Your instructions: Count the lines in the records below that contain the string "green", with case counting, and reply with only that number.

-.-.-

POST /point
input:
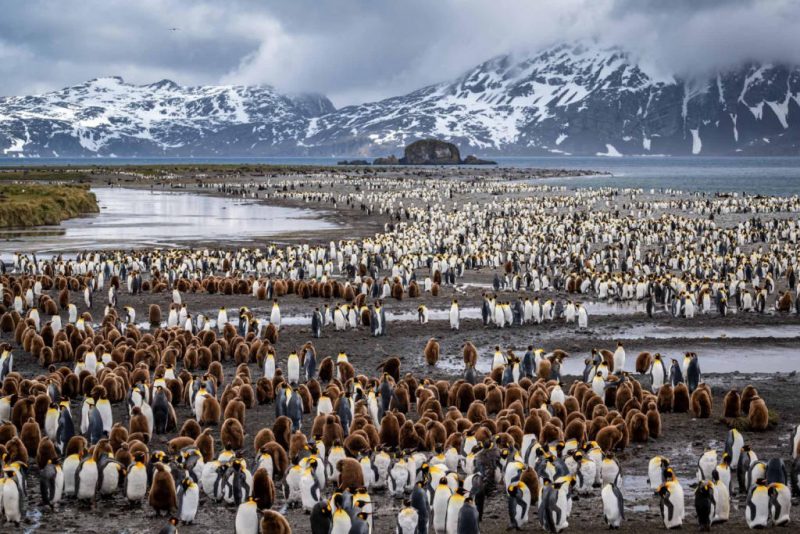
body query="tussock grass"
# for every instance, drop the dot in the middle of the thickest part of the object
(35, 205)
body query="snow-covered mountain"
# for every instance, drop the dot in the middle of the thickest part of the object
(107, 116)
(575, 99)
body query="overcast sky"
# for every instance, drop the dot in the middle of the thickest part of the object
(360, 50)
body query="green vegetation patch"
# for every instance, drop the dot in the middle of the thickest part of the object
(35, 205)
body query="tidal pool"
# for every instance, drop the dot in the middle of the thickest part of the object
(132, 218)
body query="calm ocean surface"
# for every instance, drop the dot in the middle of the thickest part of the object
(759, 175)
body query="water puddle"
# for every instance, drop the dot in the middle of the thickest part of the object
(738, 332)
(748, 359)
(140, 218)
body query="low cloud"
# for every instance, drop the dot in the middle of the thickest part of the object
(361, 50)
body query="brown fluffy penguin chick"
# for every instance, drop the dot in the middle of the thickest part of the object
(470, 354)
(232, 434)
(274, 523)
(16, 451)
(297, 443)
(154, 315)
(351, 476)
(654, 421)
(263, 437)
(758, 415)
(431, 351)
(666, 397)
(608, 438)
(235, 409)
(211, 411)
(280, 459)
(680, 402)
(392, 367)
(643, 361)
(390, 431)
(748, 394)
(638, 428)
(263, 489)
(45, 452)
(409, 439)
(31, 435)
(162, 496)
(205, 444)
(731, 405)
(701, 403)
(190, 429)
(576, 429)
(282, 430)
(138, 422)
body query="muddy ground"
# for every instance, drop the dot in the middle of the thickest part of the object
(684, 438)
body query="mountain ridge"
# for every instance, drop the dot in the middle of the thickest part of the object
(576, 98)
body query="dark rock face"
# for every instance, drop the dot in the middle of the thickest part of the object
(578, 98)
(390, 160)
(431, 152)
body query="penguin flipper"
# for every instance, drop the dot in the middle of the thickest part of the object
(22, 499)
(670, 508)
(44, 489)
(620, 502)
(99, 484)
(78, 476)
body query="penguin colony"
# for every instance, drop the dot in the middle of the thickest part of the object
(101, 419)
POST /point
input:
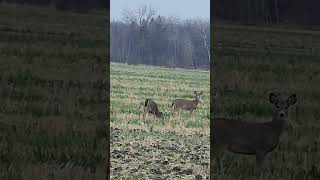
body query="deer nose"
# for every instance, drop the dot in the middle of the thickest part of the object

-.-.-

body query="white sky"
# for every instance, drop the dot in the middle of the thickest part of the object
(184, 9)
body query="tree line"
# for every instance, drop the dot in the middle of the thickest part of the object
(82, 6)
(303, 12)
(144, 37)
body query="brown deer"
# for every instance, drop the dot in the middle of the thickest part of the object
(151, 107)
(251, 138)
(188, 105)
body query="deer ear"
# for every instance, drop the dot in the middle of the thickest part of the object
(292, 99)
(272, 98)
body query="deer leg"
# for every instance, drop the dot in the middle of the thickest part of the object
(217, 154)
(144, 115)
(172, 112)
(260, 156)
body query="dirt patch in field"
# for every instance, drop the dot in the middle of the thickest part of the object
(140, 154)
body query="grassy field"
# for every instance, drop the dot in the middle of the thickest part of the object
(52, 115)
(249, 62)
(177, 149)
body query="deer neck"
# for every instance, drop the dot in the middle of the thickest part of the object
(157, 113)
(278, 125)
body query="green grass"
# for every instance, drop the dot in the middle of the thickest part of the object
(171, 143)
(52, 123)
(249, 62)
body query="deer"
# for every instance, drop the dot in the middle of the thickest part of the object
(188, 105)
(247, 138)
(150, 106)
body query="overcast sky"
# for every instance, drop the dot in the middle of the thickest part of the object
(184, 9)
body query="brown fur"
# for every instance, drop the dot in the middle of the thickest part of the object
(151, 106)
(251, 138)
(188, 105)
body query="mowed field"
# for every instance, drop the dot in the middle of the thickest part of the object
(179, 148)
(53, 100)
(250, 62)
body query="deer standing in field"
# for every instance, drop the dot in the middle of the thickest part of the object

-.-.-

Solved exercise: 2